--- Provided entries ---

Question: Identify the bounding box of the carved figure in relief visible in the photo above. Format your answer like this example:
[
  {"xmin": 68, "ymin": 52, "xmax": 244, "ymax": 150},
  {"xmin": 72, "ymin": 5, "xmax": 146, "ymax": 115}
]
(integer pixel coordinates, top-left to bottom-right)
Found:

---

▶ [The problem] Output the data above without altering a line.

▶ [Answer to the problem]
Question: Identify the bounding box of the carved figure in relief visible in the photo above. Format your answer like this example:
[
  {"xmin": 68, "ymin": 52, "xmax": 244, "ymax": 150},
  {"xmin": 72, "ymin": 5, "xmax": 146, "ymax": 115}
]
(integer pixel coordinates, top-left to bottom-right)
Found:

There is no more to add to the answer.